# [Stated exercise]
Count the lines in the material below that contain the word "jacket" and reply with only that number.

(Stored data entries)
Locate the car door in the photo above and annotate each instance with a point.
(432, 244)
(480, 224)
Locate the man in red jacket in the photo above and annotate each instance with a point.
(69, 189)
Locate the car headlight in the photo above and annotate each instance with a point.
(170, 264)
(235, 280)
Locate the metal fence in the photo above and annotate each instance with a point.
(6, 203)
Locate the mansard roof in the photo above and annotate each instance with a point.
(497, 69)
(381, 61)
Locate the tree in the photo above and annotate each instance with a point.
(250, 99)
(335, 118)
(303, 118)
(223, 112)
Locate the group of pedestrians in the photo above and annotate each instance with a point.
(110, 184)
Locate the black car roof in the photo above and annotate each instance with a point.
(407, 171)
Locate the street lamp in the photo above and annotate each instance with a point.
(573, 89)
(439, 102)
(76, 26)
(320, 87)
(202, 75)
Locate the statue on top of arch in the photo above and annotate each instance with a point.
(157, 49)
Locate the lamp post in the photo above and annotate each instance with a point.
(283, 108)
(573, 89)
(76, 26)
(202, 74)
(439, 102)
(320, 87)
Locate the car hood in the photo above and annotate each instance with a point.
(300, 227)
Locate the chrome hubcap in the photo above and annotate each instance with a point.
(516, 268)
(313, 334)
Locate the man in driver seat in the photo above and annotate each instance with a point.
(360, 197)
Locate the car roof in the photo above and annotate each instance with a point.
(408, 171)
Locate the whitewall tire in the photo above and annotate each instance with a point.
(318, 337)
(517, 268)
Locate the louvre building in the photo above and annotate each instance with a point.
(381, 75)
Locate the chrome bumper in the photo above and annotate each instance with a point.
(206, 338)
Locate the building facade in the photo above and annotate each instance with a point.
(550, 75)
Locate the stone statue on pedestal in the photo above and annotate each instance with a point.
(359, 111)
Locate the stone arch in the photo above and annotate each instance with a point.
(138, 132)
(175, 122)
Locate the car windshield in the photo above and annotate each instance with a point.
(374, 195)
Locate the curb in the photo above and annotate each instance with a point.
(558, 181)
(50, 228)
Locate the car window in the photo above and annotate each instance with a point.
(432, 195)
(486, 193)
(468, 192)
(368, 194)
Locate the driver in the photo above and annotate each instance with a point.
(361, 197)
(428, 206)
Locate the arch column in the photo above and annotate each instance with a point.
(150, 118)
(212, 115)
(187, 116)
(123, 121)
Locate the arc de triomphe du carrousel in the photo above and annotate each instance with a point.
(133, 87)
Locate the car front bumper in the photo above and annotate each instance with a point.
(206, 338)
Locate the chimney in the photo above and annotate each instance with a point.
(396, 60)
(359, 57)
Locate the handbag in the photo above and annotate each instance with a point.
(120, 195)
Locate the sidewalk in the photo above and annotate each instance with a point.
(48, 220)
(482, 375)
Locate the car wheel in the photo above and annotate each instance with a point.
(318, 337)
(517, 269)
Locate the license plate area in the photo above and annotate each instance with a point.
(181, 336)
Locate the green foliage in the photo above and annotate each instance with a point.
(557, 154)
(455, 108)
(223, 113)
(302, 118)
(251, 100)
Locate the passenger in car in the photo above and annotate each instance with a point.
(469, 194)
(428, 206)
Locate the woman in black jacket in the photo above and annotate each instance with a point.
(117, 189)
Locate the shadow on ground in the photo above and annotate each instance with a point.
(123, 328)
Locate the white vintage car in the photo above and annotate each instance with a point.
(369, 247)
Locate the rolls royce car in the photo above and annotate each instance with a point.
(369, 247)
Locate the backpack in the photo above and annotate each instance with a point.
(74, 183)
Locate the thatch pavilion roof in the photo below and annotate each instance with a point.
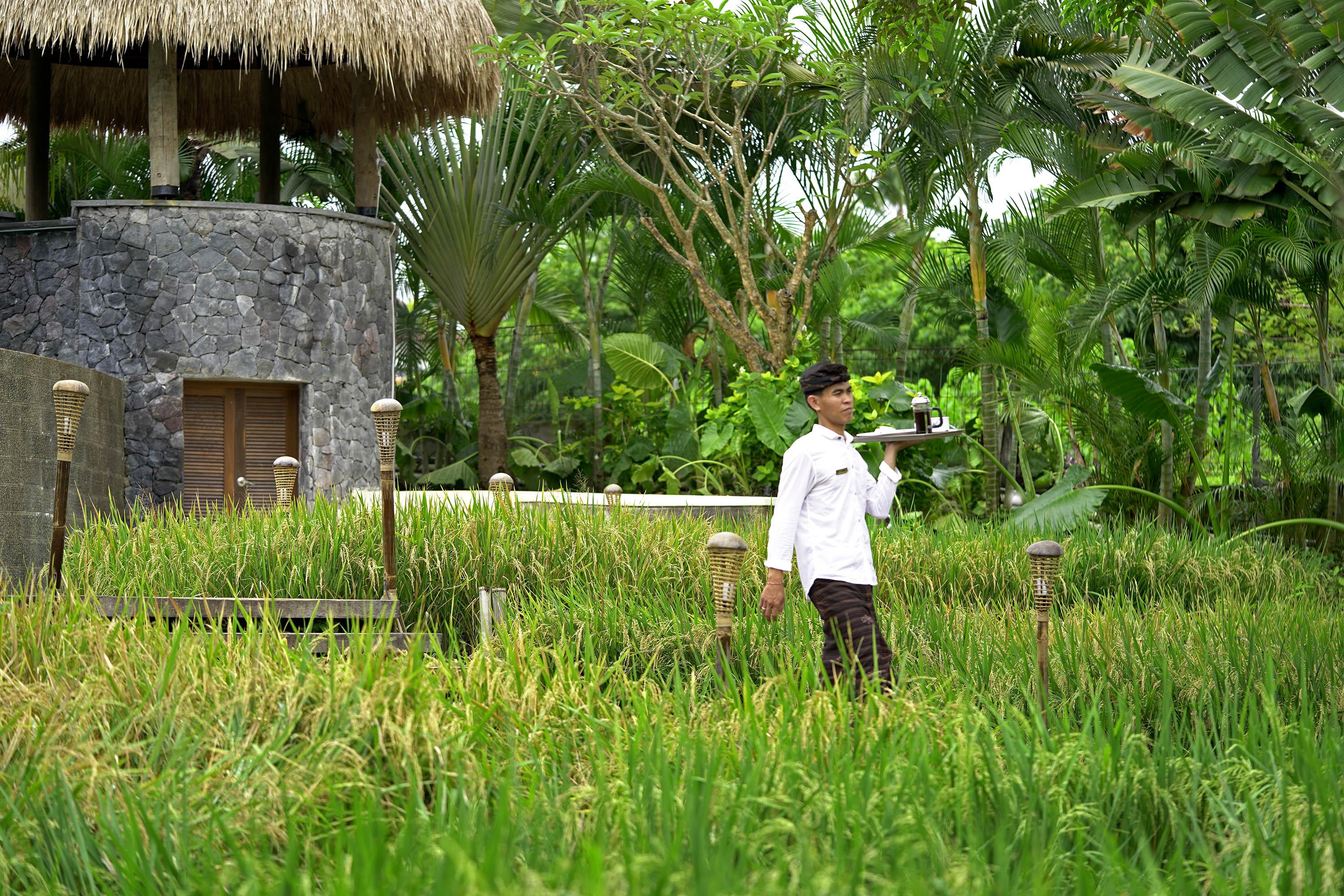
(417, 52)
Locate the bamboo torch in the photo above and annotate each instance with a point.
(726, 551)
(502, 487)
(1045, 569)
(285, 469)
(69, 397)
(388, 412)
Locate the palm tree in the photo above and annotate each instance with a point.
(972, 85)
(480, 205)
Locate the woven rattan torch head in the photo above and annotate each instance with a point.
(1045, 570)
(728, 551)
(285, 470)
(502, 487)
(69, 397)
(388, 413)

==

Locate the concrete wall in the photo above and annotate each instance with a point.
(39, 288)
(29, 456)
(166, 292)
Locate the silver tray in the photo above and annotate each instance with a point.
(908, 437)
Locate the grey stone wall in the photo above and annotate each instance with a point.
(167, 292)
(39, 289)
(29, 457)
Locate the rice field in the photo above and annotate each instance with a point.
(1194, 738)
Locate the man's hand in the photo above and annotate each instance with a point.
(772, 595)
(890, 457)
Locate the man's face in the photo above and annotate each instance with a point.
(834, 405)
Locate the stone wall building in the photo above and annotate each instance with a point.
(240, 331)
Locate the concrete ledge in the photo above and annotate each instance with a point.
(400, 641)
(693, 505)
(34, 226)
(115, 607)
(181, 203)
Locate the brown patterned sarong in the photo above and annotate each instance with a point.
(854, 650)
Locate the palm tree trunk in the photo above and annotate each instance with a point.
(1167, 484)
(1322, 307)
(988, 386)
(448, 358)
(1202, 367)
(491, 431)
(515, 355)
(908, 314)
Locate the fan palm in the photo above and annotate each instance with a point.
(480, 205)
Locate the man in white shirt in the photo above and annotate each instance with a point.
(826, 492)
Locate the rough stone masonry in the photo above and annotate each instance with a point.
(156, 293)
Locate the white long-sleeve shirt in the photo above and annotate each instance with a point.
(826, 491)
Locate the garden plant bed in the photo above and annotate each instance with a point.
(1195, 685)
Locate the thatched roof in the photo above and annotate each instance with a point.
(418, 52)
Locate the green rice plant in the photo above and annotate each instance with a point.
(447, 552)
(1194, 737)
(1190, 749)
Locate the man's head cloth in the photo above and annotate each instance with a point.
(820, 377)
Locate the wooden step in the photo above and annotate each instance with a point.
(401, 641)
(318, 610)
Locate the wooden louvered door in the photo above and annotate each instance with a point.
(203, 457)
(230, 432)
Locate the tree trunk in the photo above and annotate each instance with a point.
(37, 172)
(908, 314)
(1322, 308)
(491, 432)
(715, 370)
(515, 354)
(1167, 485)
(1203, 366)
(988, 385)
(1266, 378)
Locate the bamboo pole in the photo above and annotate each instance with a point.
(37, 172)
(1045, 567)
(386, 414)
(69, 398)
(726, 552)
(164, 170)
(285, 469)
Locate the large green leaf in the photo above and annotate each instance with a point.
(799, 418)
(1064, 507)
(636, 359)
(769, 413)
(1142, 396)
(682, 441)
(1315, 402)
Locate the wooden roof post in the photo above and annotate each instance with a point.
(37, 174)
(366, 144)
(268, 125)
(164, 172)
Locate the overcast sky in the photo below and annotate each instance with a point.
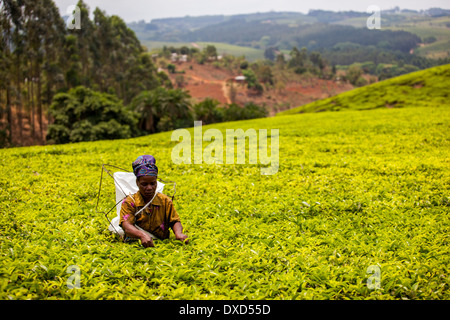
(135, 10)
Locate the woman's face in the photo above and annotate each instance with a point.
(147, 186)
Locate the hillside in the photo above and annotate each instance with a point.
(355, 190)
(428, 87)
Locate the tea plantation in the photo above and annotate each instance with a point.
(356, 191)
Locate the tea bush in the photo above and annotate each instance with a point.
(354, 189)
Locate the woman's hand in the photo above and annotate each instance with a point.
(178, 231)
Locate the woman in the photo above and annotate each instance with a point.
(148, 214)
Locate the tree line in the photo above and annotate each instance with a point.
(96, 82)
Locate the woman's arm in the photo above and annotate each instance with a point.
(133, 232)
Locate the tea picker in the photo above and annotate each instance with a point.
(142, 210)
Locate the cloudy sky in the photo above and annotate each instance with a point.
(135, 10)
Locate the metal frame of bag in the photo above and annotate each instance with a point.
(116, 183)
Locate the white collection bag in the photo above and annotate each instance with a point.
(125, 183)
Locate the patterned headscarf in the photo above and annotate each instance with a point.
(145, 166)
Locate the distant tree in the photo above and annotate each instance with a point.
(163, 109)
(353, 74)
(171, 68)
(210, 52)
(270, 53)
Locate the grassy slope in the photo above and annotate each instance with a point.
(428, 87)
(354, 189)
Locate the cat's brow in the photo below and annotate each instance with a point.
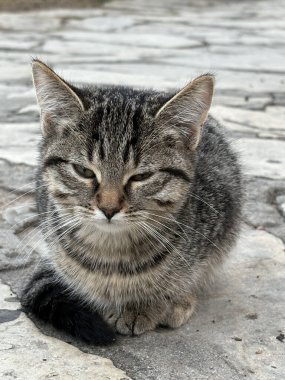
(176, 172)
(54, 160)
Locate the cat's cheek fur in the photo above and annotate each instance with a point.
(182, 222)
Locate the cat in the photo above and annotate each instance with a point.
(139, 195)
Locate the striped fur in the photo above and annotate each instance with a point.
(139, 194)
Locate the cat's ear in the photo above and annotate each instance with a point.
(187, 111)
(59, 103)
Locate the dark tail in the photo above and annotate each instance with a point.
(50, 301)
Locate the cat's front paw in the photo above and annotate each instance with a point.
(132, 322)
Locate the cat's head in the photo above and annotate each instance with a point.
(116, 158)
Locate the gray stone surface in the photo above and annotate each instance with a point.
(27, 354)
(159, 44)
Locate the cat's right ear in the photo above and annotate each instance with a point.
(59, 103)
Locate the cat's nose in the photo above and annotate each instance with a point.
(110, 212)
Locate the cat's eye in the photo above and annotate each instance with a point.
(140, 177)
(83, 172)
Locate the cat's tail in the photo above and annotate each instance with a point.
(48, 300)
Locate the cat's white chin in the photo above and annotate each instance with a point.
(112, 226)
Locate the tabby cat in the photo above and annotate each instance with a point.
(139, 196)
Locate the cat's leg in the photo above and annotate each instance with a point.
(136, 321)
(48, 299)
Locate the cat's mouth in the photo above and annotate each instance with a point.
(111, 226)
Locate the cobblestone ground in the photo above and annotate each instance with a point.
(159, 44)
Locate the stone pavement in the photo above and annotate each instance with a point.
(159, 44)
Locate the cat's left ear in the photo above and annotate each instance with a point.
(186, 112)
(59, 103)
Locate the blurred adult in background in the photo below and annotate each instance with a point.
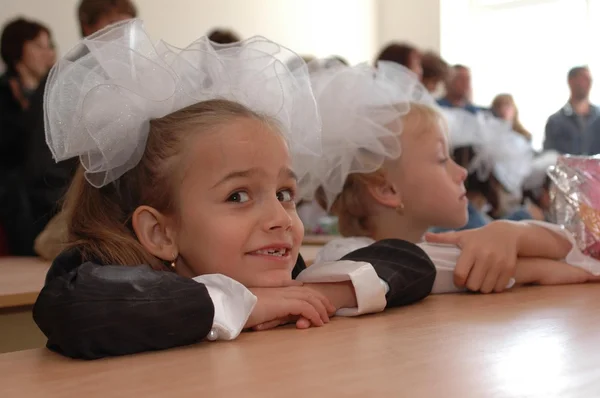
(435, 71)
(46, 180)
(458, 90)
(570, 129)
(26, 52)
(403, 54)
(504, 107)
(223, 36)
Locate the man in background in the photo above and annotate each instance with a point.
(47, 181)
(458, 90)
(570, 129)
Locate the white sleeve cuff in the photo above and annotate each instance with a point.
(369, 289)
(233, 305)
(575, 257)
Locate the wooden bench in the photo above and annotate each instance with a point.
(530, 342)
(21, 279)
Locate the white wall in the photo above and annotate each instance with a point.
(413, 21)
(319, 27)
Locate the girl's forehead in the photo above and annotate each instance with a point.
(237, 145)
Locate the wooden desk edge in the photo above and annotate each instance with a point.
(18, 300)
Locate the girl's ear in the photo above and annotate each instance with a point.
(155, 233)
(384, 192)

# [Worked answer]
2